### Excerpt to read
# # # #
Poncho Vest

The Poncho Vest solves a few problems I have with just a poncho or just a vest. A poncho tends to pull back on my neck, and it gets in the way when I need to pick something up. A vest is normally more form fitting and I was looking for something that was warm, while still being loose and airy.

This pattern explains the basics so you can design what works best for you. From floor length and eloquent, to a short shrug (or bed jacket) this pattern works wonderfully. The best part about this pattern is you CAN make it as long or short, as loose or form fitting as you want.

Materials, Tools, & Gauge

Yarn: Picking your yarn for the Poncho Vest is the first fun part of this pattern. If you're going for long and eloquent try Caron's Simply Soft Party. Sturdy and warm can be done with any Red Heart Super Saver yarn. If you're looking for wonderfully soft and snuggly try Lion Brand's Angora Merino. I used Red Heart Super Saver Seagrass (color is now discontinued) for the bulk of my project, and Country Blue for the edging.

Because your width, length, hook size, and yarn type will all be your choice, giving you exact amounts of yarn is difficult to impossible. A good basic guide is to buy about 240 yards per 1 foot of length. HOWEVER, be sure you can buy more of the same yarn as your calculations will NOT be exact.

Crochet Hook: Pick the best and easiest size hook that works with the yarn you choose. I used an I/9 - 5.5 MM hook.

Other: Flexible measuring tape, Scissors, and Yarn Needle, several Bobby Pins. A calculator might also be helpful while doing your measuring.

The Breezy Blocks stitch pattern is the best for this project (and the stitch pattern I used), it makes the project go fast. However, you can actually pick any stitch pattern that you love. You'll see why you have so much choice in just a moment.

Measuring and Choices for your Poncho Vest

Length: This is the easy one. Decide how long you want your Poncho Vest. Measure from the center of your shoulder to the length you want. Write that number down.

Width: Do you want big and loose or do you want more form fitting?

For every length except waist long or shrug, find the largest part of your body; bust, waist, or hips. Put on the clothing you will most likely wear under your Poncho Vest and then take your measurement. Write that number down.
# # # #
### Data lines
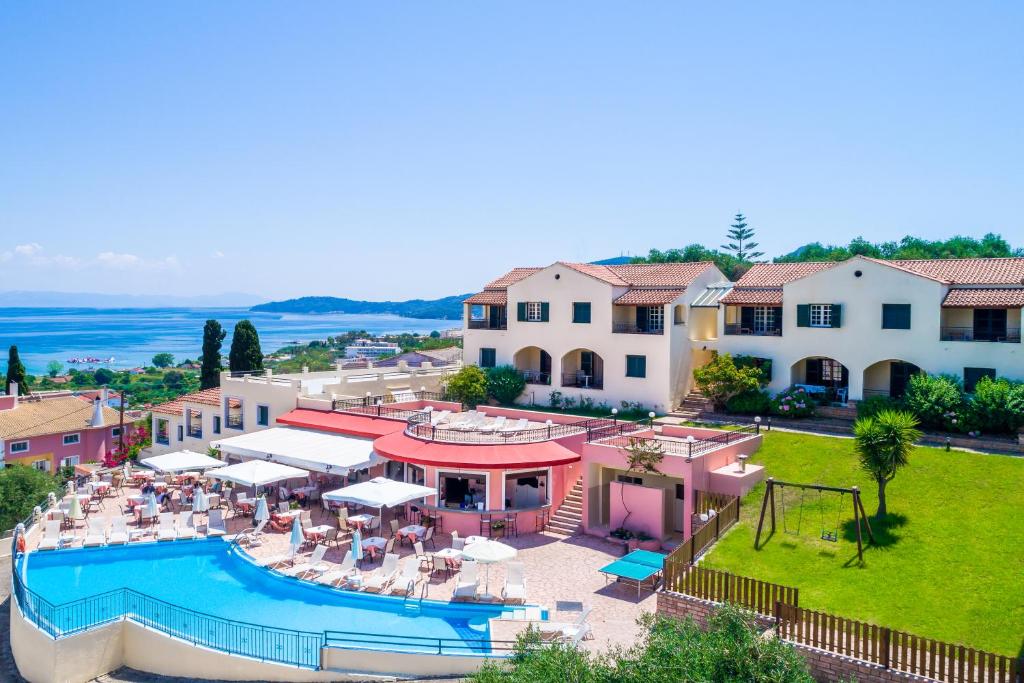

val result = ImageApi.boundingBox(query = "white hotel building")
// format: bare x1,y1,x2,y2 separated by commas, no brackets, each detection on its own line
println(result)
464,257,1024,405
# # # #
### Task goal
In the poncho vest pattern, what crochet hook size was used for the project? Please treat the listing as separate material, unrelated to the poncho vest pattern.

### Right answer
An I/9 - 5.5 MM hook.